**Work instructions**
The answer should consist of every line of the material, repeated verbatim.

++++ Data records

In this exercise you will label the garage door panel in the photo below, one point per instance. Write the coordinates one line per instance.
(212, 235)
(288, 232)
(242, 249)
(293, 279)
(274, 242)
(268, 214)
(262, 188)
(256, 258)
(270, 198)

++++++++

**Response to this exercise**
In this exercise you will label the garage door panel in the photo below, one point per instance. Write the coordinates one line per instance.
(212, 235)
(288, 232)
(242, 249)
(293, 279)
(274, 242)
(268, 214)
(262, 188)
(256, 258)
(270, 198)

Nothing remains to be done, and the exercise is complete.